→ **What the exercise asks**
Reproduce every line from the one containing "Mark one point per instance of the crowd" up to and including the last line of the records below, requests included, adding 14 to each number in the coordinate answers. Give only those lines.

→ **Record list**
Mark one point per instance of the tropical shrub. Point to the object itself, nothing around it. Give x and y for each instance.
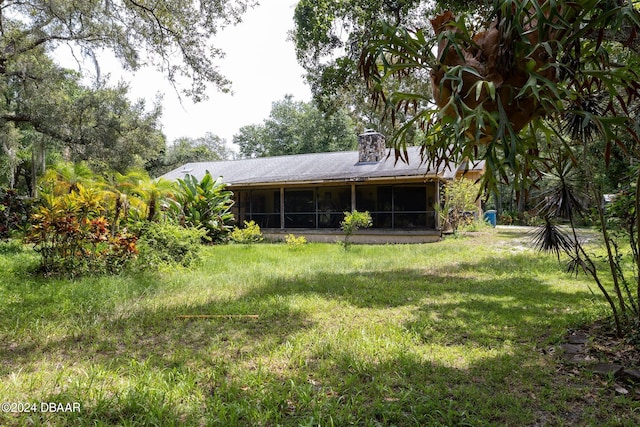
(459, 203)
(294, 241)
(73, 237)
(352, 222)
(164, 243)
(14, 212)
(205, 204)
(247, 235)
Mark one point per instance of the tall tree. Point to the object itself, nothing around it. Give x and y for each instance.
(209, 147)
(296, 127)
(534, 73)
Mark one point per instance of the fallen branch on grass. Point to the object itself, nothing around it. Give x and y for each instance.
(216, 316)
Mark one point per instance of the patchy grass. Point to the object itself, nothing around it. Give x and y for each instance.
(454, 333)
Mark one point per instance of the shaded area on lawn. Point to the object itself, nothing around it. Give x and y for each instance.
(439, 345)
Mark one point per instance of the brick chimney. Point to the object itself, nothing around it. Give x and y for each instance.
(371, 148)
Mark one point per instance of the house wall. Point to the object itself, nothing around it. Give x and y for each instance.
(393, 205)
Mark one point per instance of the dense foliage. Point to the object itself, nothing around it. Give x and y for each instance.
(460, 203)
(73, 237)
(296, 127)
(352, 222)
(205, 204)
(250, 233)
(14, 212)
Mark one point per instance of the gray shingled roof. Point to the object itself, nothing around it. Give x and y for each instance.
(336, 166)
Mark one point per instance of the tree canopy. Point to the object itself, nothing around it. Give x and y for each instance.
(507, 77)
(45, 106)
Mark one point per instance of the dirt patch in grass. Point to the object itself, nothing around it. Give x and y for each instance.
(612, 363)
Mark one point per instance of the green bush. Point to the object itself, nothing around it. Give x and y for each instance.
(247, 235)
(168, 244)
(205, 204)
(73, 237)
(14, 212)
(294, 241)
(352, 222)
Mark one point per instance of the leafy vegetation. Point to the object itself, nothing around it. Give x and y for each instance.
(460, 204)
(84, 223)
(163, 243)
(295, 242)
(457, 332)
(14, 212)
(205, 204)
(248, 234)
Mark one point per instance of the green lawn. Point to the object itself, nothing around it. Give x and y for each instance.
(459, 332)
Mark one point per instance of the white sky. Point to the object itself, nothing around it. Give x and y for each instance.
(259, 61)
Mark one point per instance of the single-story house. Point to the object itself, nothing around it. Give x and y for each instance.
(307, 194)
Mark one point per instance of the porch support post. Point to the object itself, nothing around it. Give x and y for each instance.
(282, 208)
(353, 197)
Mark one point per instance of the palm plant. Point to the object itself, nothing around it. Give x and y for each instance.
(205, 204)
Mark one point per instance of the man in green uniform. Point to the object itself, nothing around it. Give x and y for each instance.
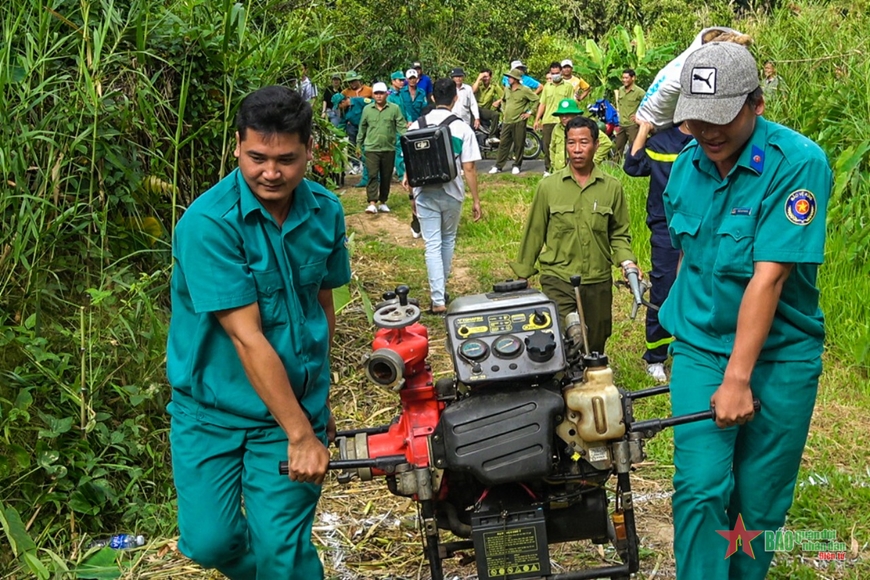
(628, 99)
(518, 102)
(566, 111)
(380, 126)
(256, 259)
(581, 215)
(746, 205)
(487, 93)
(555, 91)
(397, 82)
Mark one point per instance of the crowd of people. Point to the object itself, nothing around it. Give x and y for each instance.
(736, 207)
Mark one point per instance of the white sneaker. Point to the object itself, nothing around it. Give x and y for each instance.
(657, 371)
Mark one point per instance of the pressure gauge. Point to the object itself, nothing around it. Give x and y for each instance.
(473, 349)
(507, 346)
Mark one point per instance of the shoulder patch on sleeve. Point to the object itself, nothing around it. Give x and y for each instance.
(800, 207)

→ **The solution**
Mark one point per instance of the crowd of people. Point to the object itself, nothing around it. Give x and y for each instance.
(750, 221)
Mark one point per instance of the white sneaker. Point to the object itself, nothing around it. Give x and y for each instance.
(671, 385)
Mark one point per instance of the pressure gauge. Point to the object itself, nothing around it. Give x and y for each instance.
(487, 363)
(521, 360)
Mark one point per instance of the shoulder patch on sleeve. Point to the object itself, nothing around it. Give x and y for each instance.
(814, 221)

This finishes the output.